Problem details: Copy out the records below with "one point per instance" swapped for "one point for each instance" each time it occurs, keeping everything else the same.

══ Provided information

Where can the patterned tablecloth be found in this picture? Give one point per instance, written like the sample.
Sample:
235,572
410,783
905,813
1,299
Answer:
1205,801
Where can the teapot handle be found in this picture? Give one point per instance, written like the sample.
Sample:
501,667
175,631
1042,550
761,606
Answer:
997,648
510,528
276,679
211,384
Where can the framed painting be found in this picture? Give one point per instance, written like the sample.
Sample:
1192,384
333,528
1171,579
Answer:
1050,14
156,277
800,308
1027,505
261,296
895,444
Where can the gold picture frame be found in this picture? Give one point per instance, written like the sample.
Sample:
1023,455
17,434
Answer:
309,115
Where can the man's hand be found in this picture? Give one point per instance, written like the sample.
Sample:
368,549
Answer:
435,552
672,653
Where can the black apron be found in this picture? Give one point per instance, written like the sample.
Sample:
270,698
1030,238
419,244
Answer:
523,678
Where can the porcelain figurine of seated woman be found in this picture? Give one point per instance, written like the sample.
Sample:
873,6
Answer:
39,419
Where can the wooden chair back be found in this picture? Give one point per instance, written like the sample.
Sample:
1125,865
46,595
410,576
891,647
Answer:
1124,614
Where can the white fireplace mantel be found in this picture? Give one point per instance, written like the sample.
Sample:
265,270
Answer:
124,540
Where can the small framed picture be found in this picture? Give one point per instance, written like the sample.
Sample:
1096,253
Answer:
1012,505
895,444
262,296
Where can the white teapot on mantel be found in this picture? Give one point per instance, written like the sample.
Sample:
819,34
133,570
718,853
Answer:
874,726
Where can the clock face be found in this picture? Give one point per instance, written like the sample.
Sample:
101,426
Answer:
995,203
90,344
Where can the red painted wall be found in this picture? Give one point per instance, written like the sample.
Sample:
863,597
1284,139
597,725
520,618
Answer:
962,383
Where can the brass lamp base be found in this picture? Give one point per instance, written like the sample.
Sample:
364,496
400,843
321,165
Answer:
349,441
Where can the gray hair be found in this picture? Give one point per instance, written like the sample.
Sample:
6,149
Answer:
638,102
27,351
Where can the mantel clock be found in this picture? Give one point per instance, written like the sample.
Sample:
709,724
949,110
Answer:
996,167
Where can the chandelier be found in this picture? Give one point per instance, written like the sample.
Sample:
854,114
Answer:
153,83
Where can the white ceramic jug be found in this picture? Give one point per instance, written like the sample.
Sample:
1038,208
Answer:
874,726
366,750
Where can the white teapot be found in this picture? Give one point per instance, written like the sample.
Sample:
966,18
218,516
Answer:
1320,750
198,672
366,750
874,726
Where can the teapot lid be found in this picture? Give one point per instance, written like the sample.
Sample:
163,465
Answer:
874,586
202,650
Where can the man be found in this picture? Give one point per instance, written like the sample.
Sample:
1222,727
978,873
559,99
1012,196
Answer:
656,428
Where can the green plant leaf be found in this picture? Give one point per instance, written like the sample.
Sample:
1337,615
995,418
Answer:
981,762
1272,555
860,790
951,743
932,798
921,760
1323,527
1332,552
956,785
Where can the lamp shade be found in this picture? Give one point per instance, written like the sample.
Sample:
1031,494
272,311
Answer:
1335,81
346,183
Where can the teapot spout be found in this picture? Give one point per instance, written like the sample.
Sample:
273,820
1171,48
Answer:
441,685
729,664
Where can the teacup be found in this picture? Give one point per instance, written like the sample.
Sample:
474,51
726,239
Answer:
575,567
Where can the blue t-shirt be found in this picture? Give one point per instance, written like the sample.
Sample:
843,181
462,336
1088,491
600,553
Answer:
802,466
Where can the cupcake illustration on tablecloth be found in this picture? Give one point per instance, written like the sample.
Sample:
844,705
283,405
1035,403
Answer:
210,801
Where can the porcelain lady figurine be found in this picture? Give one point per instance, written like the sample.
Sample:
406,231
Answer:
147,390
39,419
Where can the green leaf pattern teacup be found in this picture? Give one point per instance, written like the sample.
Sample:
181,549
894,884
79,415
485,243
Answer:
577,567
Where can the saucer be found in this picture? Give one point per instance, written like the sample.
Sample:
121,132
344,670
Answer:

════

The result:
Where can the patterned tablecloth be found in this picture? Give one point for each instance, written like the sample.
Sample:
235,572
410,783
905,813
1,299
Answer:
1205,801
Where can the teapot handle be found in this picture? Give one point for each instance, written like the sample.
Sample:
501,667
175,631
1042,550
761,606
Answer:
997,648
510,528
276,679
211,384
Where can the framed painting be found in this picture? Give one point for each instance, written like the sample.
Sample:
1192,384
333,528
1171,579
Answer:
1050,14
156,277
800,308
1027,505
261,296
895,444
Where can the gold picture frame be found in this picture? Give one point for each instance, written like the sample.
Sample:
1023,455
17,434
Answer:
309,115
Where can the man's hand be found in this picture? Give one point for each instance, written like the sample.
Sample:
368,549
Answer:
435,552
672,653
Where can the black apron be found in this picture? Give one point for each instance, written like the sample.
Sample:
270,698
1030,238
419,244
Answer:
523,678
Where can the porcelain figurine of seated woman be found in this picture? Give one point for each instance, written like the sample.
Sample:
873,6
Answer:
39,419
Where can the wooden chair back be found in this picture? Give one point for each instance, written like the sample.
Sample:
1125,865
46,595
410,576
891,647
Answer:
1124,614
Where can the white fireplace mantel be found in this picture? Give one point for each instance, written like the sample.
Sample:
265,270
Answer:
124,540
Where can the small framed picture be found in this picture? Give one point for each instance, written like the sample.
Sample:
1096,253
Answer:
1012,505
895,444
262,296
Where can the white teapot on mantel be found in this picture? Give one point for each instance, written like the sample.
Sample:
819,34
133,570
718,853
Answer:
874,726
Where can the clock face be found in this picture? Give one point for each instance, written like the sample.
Sample:
101,426
Answer:
995,203
90,344
Where can the red painted wall be found in this picture? Give one point for each instance, written like the sample.
Sample:
863,597
1284,139
597,725
520,618
Answer:
962,383
Where can the brass lamp base be found in this picture? Give one point for each instance, written like the sample.
Sample:
364,496
400,843
321,165
Answer:
349,441
Where can the gray hair be found in this picture? Give one point for each instance, written like the sample.
Sample:
6,149
Answer:
638,102
27,351
Where can the mantel clock be found in this picture? Give one point for each instance, written like the sample.
Sample:
709,724
949,110
Answer:
996,167
Where can the chandelier be found in this picture? Give one point for each instance, written like the sample.
Sample:
854,114
Answer:
153,83
Where can the white ceramic jug be found in this picture? Give one point for each instance, written like the sample.
Sample:
1038,208
Answer:
874,726
366,750
Where can the white teapot be found in this picture? Give one point for each instance, written like the sample.
Sample:
966,18
218,516
Answer:
1320,750
198,672
366,750
874,726
Where can the teapot lid be found in this picture? Give one point for each instance, written like the sample.
Sample:
163,465
Answer:
874,586
202,650
Where can the man be found in this picture? Give one point for each instance, written like the sample.
Sample:
1222,727
978,873
559,99
1012,196
Answer:
656,428
Where can the green plant leaf be found in this picture? Give one point for each instance, written like the sample.
Sample:
1337,615
995,418
Answer:
981,762
1272,555
860,790
951,743
932,798
921,760
1323,527
1332,552
956,785
Where can the lamp shade be found in this picture? Give one point for each instance, written like the sample.
Sample:
1031,494
272,311
Answer:
1335,81
346,183
Where can the teapot spout be found in this picture? Give one point for each instance, written like the sample.
Sample:
273,820
1171,48
Answer:
441,685
729,664
Where can the teacup be found in this picture? Give one point for each instance, written like the sample.
Sample:
474,51
726,239
Answer:
575,567
Where can the blue t-shirt be found in this picture? Give one point for each instance, written like the sample.
Sample:
843,181
462,336
1088,491
600,553
Answer:
802,466
Where can the cupcake illustration on tablecloth be found in this picture? Give one point for each instance, written like the sample.
Sample:
844,705
283,405
1035,403
Answer:
210,801
Where can the porcelain lady figurine be found in this picture? Give one point for each instance, written like the sample.
Sample:
406,231
Answer:
147,390
39,419
Where can the green leaf pattern teacup be found in this picture? Give one point for each instance, written like the sample.
Sample:
181,549
894,884
79,415
485,243
Answer:
577,567
Where can the saucer be found in this picture? Give one point for each instance, written like the sample.
Sample:
121,132
344,670
Answer:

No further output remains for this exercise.